**Written request:** Pick out each line in the data below that contains the string "straw". Case counts.

-- -- --

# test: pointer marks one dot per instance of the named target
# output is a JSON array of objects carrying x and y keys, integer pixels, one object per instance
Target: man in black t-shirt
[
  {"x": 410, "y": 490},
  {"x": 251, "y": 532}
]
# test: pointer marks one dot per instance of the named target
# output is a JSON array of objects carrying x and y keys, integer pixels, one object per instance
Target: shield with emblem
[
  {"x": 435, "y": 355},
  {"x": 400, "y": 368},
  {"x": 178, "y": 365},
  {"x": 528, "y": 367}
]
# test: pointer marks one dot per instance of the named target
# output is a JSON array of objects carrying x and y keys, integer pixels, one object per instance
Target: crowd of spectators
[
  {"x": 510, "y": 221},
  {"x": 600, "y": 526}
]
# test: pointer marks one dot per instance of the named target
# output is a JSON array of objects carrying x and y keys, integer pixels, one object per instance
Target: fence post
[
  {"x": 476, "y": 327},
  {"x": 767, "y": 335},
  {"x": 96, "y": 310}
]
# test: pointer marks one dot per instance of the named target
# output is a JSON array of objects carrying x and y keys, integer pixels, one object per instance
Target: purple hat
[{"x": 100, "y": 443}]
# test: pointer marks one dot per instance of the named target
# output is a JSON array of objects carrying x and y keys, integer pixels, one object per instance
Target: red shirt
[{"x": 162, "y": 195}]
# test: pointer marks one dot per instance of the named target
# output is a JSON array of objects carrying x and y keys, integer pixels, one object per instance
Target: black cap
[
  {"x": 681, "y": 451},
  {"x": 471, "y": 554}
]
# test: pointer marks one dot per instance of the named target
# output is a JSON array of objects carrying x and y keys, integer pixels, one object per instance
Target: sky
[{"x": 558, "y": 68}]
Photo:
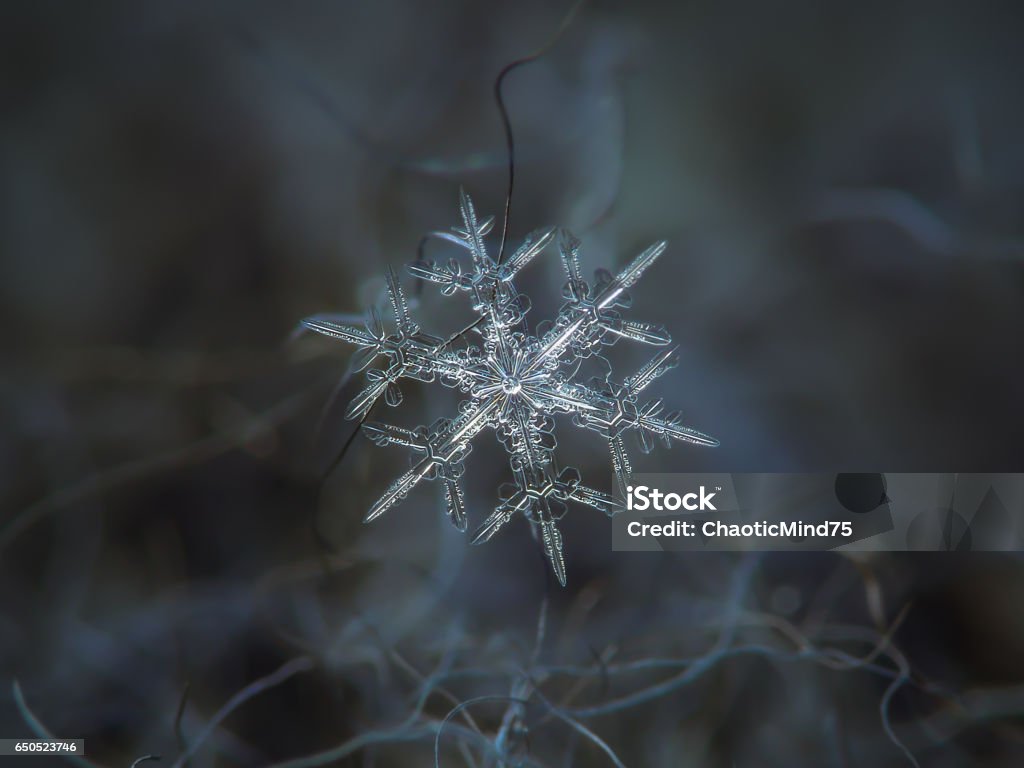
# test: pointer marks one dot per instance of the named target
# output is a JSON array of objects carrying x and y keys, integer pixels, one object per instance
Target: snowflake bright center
[{"x": 511, "y": 385}]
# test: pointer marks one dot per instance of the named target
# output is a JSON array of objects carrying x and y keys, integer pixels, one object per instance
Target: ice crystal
[{"x": 514, "y": 381}]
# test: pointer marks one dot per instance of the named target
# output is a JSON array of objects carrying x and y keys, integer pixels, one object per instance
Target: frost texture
[{"x": 514, "y": 381}]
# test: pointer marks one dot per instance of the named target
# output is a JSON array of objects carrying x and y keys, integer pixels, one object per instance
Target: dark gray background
[{"x": 841, "y": 185}]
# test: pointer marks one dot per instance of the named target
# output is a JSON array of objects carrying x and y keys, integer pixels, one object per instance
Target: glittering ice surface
[{"x": 514, "y": 381}]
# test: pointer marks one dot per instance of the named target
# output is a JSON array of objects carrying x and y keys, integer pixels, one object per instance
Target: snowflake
[{"x": 514, "y": 381}]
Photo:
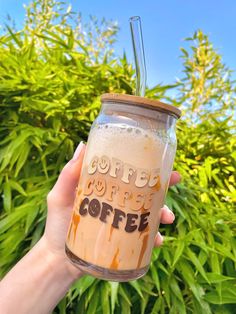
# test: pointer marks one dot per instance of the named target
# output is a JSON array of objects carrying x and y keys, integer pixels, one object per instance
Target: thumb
[{"x": 63, "y": 193}]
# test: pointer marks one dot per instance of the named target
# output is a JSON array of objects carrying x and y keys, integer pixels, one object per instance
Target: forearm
[{"x": 37, "y": 283}]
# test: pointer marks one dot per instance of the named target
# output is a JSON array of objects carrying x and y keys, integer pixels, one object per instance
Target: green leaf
[
  {"x": 114, "y": 286},
  {"x": 7, "y": 196}
]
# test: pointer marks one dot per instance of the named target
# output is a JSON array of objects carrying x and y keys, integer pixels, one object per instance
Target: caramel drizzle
[
  {"x": 143, "y": 249},
  {"x": 115, "y": 262},
  {"x": 76, "y": 220}
]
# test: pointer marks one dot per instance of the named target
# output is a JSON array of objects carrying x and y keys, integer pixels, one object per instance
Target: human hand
[{"x": 60, "y": 203}]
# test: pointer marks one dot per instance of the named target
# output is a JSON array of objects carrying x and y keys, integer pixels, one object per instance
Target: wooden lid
[{"x": 141, "y": 101}]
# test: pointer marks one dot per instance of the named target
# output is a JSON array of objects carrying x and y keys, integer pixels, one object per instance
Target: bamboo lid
[{"x": 141, "y": 101}]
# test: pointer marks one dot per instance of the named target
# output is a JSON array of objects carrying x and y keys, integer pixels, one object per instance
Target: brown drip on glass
[{"x": 115, "y": 262}]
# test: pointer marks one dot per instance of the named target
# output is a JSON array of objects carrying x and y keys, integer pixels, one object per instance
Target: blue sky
[{"x": 165, "y": 25}]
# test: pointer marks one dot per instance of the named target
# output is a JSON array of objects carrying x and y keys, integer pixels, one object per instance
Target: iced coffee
[{"x": 124, "y": 179}]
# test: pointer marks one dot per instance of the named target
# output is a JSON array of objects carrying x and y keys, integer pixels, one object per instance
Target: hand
[
  {"x": 167, "y": 216},
  {"x": 60, "y": 202}
]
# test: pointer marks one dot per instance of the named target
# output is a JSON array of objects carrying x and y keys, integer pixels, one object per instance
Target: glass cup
[{"x": 124, "y": 180}]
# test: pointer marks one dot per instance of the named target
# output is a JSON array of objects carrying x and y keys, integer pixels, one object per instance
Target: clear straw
[{"x": 139, "y": 56}]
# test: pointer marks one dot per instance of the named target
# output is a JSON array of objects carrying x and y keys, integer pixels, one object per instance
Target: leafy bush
[{"x": 52, "y": 74}]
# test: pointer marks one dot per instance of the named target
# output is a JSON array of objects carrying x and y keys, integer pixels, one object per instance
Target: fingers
[
  {"x": 167, "y": 216},
  {"x": 175, "y": 178},
  {"x": 63, "y": 193}
]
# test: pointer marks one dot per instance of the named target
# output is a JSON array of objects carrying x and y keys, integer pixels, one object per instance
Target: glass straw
[{"x": 139, "y": 56}]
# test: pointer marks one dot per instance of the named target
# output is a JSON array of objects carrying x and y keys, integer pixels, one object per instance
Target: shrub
[{"x": 52, "y": 74}]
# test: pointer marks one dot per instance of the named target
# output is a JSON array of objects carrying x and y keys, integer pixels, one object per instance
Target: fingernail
[
  {"x": 177, "y": 174},
  {"x": 161, "y": 238},
  {"x": 78, "y": 151},
  {"x": 170, "y": 212}
]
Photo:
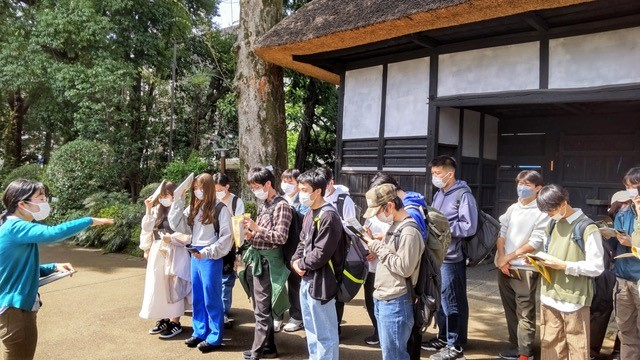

-- -- --

**Solution for this task:**
Target: clear straw
Target: glass straw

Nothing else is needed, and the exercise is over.